> _What is required_: The entries below need to be written out exactly, with no pictures included.

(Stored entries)
::::

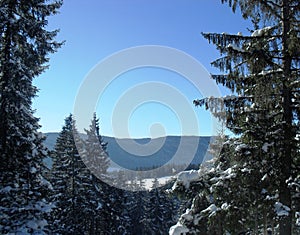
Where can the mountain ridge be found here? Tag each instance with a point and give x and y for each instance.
(164, 154)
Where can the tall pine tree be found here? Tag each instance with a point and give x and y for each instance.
(254, 183)
(24, 46)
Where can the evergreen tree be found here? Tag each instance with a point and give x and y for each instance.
(76, 191)
(160, 210)
(24, 46)
(253, 186)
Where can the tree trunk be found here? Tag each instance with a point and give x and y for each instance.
(286, 157)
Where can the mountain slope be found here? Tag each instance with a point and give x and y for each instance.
(166, 147)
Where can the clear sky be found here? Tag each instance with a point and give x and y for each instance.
(95, 29)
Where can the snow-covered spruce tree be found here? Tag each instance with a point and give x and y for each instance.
(161, 210)
(24, 47)
(254, 186)
(75, 192)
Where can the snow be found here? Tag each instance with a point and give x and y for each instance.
(266, 146)
(235, 47)
(178, 229)
(297, 215)
(225, 206)
(281, 210)
(99, 206)
(212, 210)
(261, 32)
(186, 177)
(187, 215)
(162, 181)
(240, 147)
(33, 170)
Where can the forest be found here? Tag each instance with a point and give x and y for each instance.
(250, 186)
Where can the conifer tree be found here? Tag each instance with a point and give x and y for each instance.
(76, 194)
(24, 46)
(253, 186)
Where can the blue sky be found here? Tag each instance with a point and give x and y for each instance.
(95, 29)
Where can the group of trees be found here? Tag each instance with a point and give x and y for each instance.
(24, 47)
(84, 204)
(253, 186)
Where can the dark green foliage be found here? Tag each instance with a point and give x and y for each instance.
(24, 47)
(253, 182)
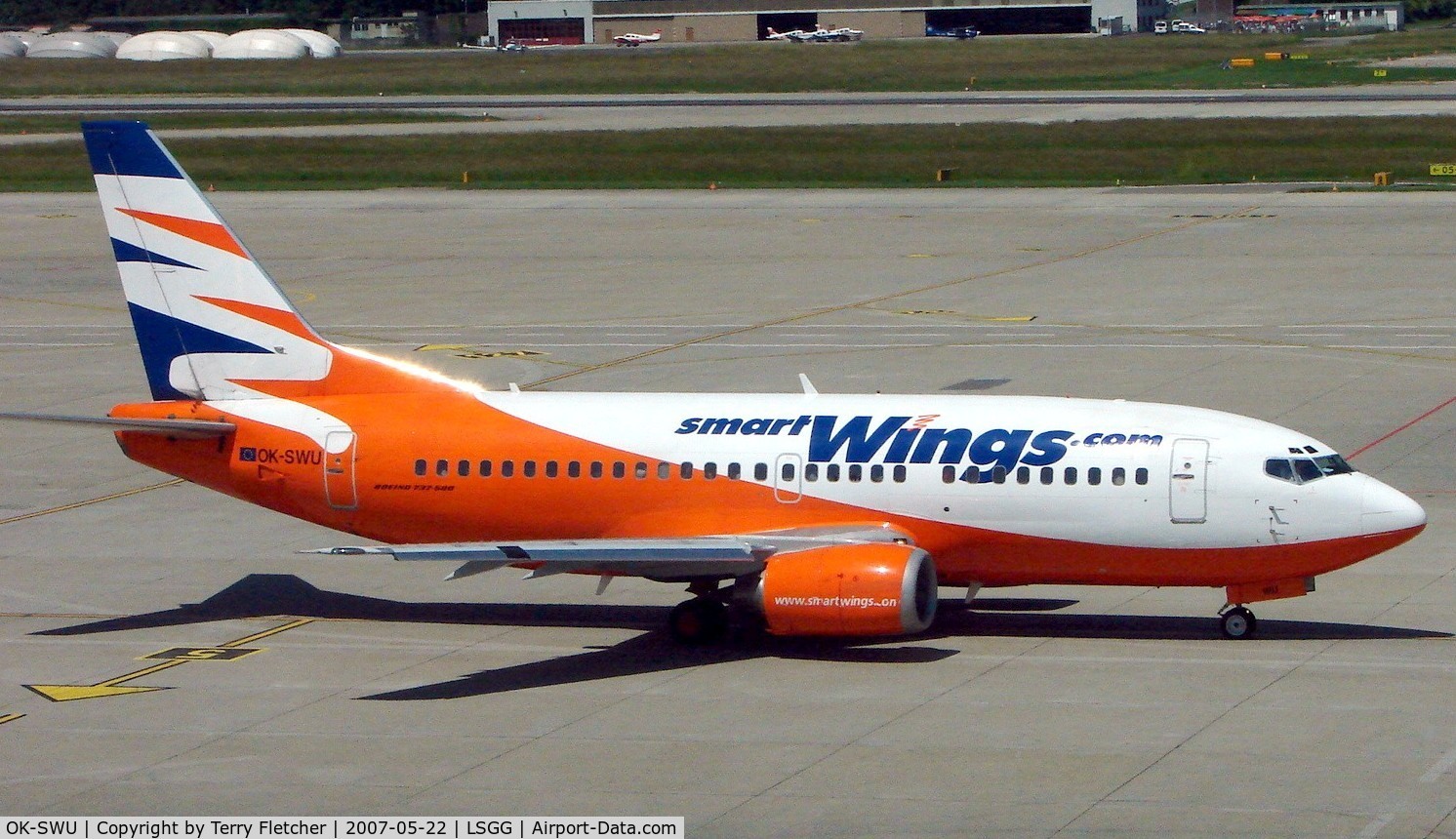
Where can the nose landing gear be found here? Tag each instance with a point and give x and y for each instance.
(1236, 622)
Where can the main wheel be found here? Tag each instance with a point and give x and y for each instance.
(1237, 622)
(698, 620)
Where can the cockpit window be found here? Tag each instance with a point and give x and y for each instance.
(1307, 469)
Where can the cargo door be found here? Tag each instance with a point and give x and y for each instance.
(338, 469)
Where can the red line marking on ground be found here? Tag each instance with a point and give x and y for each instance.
(1429, 414)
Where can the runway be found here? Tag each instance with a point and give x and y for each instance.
(641, 112)
(165, 650)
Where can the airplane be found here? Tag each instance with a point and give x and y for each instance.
(842, 34)
(633, 40)
(793, 513)
(796, 35)
(961, 32)
(789, 35)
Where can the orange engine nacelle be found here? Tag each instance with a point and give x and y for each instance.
(878, 588)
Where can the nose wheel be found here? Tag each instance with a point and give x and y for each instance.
(1236, 622)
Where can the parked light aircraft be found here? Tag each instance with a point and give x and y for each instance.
(633, 40)
(807, 513)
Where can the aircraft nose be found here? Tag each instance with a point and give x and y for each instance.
(1385, 508)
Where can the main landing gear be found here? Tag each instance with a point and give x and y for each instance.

::::

> _Correct output_:
Where can the mountain ridge be found here? Tag each instance with a point and give x and y for each instance.
(164, 154)
Where can the tall pine tree be found here? Tag each instance with a point and give x and y for each instance.
(254, 183)
(24, 46)
Where can the evergreen tree be found here? Tag each instance with a point and give x and y for each instance.
(76, 191)
(160, 210)
(24, 46)
(253, 186)
Where can the tree trunk be found here? Tag each instance with a point and give x and y for each instance.
(286, 157)
Where can the mountain slope be found here? Tag each instance with a point and give x and y for each instance.
(166, 147)
Where can the clear sky be found here? Tag each instance with a point and give x and y for each instance.
(95, 29)
Where can the snow-covered spruce tree be found here? Tag each instance with a point and give x and y for each instance.
(161, 210)
(24, 47)
(254, 186)
(75, 192)
Where can the snow be found here? Tag each instance with a point and give x and y for each instance.
(266, 146)
(235, 47)
(178, 229)
(297, 215)
(225, 206)
(281, 210)
(99, 206)
(212, 210)
(261, 32)
(186, 177)
(187, 215)
(162, 181)
(240, 147)
(33, 170)
Where can the forest be found here? Tag each instance with a point and give x and y for each instance.
(250, 186)
Where can the conifer tree be found here? Tag each instance with a point and give x and y for each instance.
(76, 194)
(24, 46)
(253, 186)
Where can the blue sky be found here? Tag each instance with a point and give x and y for each instance.
(95, 29)
Where can the group of trees be found here? Tag each instance with a point and give x and y for each instance.
(24, 47)
(84, 204)
(253, 186)
Where can the dark green foliage be found here? Tag each instance with a point and give x and y for each instance.
(24, 47)
(253, 182)
Where can the nose landing gear be found here? Tag each instance with a point and give x and y for each instance.
(1236, 622)
Where can the main wheel be found here? Tag each instance with a point and give x and y for each instance.
(1237, 622)
(698, 620)
Where can the cockpit window be found here? Tag each instance with a point and give x and y for each instance.
(1307, 469)
Where can the cargo door be found here? Tag each instance with a point and give x and y for each instance.
(338, 469)
Where can the red line marking on ground be found here? Tag each instance with a point and give x and y for each instance.
(1429, 414)
Where can the runway be found here? Tag each instance with a point and give x and y for each instance.
(641, 112)
(165, 650)
Where can the airplane be found here? Tag each instance with a point and give x and y for each instance.
(842, 34)
(633, 40)
(793, 513)
(796, 35)
(961, 32)
(789, 35)
Where can the orange engine nacelle be found here? Tag each instance with a point and give x and y for each instance.
(878, 588)
Where can the nose wheel be found here? Tag each instance with a point and give x and y for each instance.
(1236, 622)
Where can the parked light aircraft be found here? Tag each instance with a point and give x and y for each instance.
(633, 40)
(807, 513)
Where can the aircraft nose be found here? Tag each instance with a point and give x and y for each instance.
(1385, 508)
Where can the main landing gear be found here? Tag each instance with a point and give x and y for each instance.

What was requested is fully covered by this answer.